---------- STORED RECORDS

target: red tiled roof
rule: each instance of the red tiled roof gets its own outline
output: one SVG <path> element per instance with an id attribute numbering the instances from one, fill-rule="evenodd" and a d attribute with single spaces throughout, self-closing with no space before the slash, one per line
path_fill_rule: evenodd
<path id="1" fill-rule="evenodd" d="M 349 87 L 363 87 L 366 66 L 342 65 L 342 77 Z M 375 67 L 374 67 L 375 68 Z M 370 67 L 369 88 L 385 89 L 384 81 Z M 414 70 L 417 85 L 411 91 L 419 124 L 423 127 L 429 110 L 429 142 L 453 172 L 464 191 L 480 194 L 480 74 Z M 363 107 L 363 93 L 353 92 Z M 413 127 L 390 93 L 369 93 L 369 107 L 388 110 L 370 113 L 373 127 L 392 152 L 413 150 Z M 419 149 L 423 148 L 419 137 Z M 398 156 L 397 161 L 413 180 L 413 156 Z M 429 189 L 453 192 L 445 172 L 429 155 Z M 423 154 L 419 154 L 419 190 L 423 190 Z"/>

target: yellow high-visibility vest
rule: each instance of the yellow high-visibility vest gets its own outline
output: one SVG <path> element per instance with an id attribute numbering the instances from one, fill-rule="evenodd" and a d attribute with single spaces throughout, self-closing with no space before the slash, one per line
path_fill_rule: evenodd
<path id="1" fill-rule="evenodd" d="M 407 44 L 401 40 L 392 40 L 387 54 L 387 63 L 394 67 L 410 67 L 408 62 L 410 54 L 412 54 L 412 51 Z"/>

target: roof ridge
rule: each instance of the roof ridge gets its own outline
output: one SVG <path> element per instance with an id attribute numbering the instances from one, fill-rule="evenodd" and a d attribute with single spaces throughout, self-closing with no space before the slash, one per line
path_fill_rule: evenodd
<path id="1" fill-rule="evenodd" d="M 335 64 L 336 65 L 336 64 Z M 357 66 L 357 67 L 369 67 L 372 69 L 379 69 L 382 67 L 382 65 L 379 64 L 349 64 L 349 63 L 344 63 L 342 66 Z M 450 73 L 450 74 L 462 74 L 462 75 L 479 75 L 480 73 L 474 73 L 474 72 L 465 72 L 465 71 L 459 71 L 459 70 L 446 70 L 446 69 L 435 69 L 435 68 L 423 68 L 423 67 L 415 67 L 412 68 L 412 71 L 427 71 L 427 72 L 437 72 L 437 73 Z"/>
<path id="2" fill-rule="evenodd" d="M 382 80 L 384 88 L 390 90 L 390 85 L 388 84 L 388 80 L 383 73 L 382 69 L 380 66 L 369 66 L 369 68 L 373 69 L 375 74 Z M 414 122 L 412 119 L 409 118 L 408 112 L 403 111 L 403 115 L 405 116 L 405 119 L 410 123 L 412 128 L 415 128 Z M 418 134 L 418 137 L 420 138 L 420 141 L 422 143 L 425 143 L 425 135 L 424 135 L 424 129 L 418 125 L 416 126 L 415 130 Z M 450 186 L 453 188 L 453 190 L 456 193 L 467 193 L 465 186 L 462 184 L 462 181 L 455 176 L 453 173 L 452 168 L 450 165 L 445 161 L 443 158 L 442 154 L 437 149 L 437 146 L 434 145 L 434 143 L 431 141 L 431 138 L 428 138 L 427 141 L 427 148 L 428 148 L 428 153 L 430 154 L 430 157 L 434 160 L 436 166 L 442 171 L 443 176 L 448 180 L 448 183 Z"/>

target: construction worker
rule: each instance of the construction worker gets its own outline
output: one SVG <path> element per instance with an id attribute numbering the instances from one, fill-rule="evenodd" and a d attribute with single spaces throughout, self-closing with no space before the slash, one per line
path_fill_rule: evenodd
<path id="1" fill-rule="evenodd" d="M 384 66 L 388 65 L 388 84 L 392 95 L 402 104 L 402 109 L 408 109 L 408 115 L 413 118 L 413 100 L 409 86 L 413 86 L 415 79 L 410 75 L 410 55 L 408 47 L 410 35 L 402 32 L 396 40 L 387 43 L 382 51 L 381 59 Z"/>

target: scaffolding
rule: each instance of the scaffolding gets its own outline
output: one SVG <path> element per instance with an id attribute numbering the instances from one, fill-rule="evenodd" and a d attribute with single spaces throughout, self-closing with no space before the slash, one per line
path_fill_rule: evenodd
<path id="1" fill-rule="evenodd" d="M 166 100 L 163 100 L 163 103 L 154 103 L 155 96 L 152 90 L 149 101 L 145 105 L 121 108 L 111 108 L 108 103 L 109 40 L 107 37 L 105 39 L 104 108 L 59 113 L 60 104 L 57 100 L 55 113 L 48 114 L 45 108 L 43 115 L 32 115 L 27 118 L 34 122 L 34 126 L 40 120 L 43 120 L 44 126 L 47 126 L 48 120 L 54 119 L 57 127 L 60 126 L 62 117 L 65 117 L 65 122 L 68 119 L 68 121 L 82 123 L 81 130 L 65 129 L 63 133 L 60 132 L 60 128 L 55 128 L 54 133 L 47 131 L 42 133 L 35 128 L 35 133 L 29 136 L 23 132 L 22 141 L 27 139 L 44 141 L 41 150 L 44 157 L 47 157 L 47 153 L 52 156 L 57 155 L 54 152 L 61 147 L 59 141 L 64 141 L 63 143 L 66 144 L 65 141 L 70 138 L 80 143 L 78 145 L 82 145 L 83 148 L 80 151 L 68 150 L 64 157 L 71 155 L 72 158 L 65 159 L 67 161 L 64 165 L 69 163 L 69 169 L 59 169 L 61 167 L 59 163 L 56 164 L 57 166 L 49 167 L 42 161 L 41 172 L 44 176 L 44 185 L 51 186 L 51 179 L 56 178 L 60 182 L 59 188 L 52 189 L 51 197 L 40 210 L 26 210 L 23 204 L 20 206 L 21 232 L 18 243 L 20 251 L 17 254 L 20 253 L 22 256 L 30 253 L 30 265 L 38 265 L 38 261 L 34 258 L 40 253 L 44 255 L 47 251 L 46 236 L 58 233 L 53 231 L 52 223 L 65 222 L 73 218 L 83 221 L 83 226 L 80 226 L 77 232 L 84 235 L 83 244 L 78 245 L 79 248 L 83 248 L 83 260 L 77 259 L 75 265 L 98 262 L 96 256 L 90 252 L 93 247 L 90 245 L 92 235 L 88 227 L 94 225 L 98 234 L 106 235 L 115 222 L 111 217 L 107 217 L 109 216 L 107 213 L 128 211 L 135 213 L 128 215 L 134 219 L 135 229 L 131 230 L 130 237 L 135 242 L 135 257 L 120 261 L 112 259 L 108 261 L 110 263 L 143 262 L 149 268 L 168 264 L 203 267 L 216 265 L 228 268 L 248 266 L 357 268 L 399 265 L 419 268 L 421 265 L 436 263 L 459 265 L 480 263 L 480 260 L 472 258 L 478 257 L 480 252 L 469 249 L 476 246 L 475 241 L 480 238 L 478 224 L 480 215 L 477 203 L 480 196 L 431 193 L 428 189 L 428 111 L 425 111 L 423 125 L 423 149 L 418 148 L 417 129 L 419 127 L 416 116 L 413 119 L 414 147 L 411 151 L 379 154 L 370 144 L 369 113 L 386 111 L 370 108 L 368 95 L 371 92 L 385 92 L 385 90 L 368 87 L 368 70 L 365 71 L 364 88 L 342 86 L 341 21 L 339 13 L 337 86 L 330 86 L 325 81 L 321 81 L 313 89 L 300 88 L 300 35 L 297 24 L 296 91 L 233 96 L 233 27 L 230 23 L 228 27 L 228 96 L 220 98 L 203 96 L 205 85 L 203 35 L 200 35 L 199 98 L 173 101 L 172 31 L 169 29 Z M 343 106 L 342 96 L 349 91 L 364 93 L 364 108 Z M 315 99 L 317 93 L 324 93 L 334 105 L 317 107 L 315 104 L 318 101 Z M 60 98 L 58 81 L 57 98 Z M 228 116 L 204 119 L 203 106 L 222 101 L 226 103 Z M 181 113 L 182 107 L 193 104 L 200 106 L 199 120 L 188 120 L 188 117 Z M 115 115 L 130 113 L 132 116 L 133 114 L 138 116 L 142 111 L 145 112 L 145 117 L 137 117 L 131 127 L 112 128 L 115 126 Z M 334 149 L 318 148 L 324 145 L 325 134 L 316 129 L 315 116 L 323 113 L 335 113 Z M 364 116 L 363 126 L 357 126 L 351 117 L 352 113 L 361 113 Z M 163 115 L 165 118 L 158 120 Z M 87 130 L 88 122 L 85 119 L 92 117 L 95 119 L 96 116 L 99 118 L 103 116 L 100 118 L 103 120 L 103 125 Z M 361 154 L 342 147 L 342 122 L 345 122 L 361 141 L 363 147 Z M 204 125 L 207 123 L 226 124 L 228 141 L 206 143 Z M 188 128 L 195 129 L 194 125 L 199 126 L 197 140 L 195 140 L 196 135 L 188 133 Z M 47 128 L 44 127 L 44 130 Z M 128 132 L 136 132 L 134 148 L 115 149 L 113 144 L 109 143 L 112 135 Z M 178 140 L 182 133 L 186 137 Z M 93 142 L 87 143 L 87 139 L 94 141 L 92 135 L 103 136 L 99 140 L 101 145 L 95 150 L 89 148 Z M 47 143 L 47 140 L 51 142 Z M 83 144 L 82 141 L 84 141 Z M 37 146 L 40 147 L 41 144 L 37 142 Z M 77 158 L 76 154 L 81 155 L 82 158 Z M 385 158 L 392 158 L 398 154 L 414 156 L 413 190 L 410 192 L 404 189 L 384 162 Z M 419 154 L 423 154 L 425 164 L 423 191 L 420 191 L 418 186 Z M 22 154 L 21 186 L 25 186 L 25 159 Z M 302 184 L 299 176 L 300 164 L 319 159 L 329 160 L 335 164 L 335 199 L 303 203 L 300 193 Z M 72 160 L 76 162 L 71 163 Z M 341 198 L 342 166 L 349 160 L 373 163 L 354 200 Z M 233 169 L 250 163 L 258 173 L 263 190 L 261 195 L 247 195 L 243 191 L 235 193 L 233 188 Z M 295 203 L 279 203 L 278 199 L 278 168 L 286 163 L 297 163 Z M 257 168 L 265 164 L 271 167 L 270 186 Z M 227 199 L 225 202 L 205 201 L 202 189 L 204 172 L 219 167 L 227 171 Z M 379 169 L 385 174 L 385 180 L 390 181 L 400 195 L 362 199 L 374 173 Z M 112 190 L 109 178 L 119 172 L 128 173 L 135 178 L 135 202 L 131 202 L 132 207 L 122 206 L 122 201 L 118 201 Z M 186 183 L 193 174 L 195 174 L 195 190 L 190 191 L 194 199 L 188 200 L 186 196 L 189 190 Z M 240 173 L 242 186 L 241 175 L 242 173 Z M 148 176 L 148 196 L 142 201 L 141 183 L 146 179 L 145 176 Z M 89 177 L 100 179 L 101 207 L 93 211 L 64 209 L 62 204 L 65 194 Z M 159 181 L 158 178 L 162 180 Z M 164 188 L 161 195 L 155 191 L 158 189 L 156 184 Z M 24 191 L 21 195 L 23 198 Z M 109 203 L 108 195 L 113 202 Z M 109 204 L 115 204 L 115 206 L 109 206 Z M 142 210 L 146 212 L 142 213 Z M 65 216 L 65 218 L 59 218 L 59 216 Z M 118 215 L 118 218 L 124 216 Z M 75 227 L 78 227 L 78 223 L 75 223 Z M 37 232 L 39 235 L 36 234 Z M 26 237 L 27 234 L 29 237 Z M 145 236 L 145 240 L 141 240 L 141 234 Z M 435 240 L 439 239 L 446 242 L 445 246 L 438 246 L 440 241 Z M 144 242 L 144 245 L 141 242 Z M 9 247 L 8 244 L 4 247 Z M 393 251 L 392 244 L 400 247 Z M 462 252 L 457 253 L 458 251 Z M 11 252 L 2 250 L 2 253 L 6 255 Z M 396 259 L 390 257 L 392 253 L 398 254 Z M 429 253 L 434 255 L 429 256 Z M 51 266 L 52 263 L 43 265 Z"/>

--------------------

_OBJECTIVE_
Arrange the lines of the records as a numbered list, starting at the line that contains "target: roof ridge" and ending at the line that contains "335 64 L 336", and leave out any blank lines.

_WRITTEN REPLY_
1. target: roof ridge
2. rule: each instance of the roof ridge gets its own outline
3. output: one SVG <path> element per instance with an id attribute numbering the instances from one, fill-rule="evenodd" and a d attribute with single spaces throughout, self-closing with no space before the slash, one per line
4. path_fill_rule: evenodd
5. <path id="1" fill-rule="evenodd" d="M 335 64 L 336 65 L 336 64 Z M 357 66 L 357 67 L 369 67 L 372 69 L 379 69 L 382 67 L 382 65 L 379 64 L 349 64 L 349 63 L 344 63 L 342 66 Z M 450 73 L 450 74 L 462 74 L 462 75 L 479 75 L 480 73 L 474 73 L 474 72 L 465 72 L 465 71 L 459 71 L 459 70 L 446 70 L 446 69 L 435 69 L 435 68 L 423 68 L 423 67 L 415 67 L 412 68 L 412 71 L 427 71 L 427 72 L 437 72 L 437 73 Z"/>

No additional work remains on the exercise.